## GOAL OF THE EXERCISE
Emit only the lines from the line containing "Would you mind pointing to the red" through the last line of the entries, unchanged.
BEGIN RECORD SET
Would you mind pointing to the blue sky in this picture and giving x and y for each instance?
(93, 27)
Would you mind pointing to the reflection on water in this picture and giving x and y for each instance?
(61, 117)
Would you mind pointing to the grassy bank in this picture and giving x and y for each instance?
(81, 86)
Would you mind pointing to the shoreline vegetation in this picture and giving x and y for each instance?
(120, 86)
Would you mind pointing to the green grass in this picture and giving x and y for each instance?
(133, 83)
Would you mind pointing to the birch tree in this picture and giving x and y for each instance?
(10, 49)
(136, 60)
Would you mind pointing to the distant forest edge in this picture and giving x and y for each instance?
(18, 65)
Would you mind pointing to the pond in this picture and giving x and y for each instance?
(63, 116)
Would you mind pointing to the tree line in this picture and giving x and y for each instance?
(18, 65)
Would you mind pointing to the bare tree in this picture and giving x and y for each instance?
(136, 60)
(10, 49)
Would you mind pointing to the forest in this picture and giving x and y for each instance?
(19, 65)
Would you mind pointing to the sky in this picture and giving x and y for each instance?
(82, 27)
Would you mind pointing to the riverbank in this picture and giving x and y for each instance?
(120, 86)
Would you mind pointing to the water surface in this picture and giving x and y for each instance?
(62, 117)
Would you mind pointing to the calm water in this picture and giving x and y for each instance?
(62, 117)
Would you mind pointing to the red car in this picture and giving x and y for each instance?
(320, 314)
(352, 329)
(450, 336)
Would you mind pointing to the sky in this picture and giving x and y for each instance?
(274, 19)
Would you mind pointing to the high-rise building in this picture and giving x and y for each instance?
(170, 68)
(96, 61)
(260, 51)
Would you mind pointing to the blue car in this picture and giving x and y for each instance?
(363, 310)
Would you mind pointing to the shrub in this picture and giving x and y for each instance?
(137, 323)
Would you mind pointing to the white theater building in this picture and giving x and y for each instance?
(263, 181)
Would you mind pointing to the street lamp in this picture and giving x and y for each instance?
END RECORD SET
## WRITTEN SOLUTION
Would you mind pointing to the red car in this picture and giving x and y for each instance?
(320, 314)
(352, 329)
(450, 336)
Would you mind pointing to the sky in this picture and giving x and y for each instance?
(274, 19)
Would you mind pointing to the high-rise building in this picture and giving x and y for each instance?
(170, 68)
(96, 61)
(260, 51)
Would you mind pointing to the blue car in this picture and giving x and y for each instance?
(363, 310)
Would you mind pointing to the shrub in this picture and giving x and y for each instance?
(137, 323)
Would you mind pointing to the white theater building in this picture and giving x and y for each instance?
(263, 181)
Would you mind pointing to the street lamp in this picture and giving x and y for each instance?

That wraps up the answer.